» Assigned task
The output is the line holding "Query: framed picture" and all lines after it to the end of the records below; restate them unchanged and add nothing.

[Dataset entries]
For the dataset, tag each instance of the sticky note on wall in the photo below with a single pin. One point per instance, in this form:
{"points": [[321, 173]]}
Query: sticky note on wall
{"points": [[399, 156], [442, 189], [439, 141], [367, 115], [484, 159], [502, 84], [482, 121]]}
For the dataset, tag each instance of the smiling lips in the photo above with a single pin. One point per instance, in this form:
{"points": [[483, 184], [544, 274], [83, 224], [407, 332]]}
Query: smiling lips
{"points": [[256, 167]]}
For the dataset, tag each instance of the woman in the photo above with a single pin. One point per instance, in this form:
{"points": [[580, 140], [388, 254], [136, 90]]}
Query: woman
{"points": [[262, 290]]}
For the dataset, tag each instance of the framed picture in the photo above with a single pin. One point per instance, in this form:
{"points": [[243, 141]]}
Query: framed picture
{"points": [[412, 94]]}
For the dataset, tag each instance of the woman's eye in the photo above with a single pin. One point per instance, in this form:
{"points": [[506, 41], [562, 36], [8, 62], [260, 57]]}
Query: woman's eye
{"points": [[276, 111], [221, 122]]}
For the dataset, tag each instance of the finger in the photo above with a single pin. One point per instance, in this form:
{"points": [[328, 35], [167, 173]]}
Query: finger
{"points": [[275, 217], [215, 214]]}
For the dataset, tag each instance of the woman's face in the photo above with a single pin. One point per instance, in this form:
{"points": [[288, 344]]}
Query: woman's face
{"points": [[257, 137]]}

» Response to this exercise
Query: framed picture
{"points": [[412, 94]]}
For the dataset, tag each instance of the woman's eye in the photo above with a single pin. One point per instance, in this form:
{"points": [[506, 41], [562, 36], [8, 62], [260, 57]]}
Query: woman's eye
{"points": [[276, 111], [221, 122]]}
For the dataset, tag each instance of the finger in the photo above with a single pin. One point per instance, in this form:
{"points": [[328, 35], [167, 173]]}
Query: finger
{"points": [[275, 217], [215, 214]]}
For the dataset, tag each instance of the woman's face in the photo above with a single pin. One point per instance, in this form:
{"points": [[288, 344]]}
Query: woman's face
{"points": [[257, 137]]}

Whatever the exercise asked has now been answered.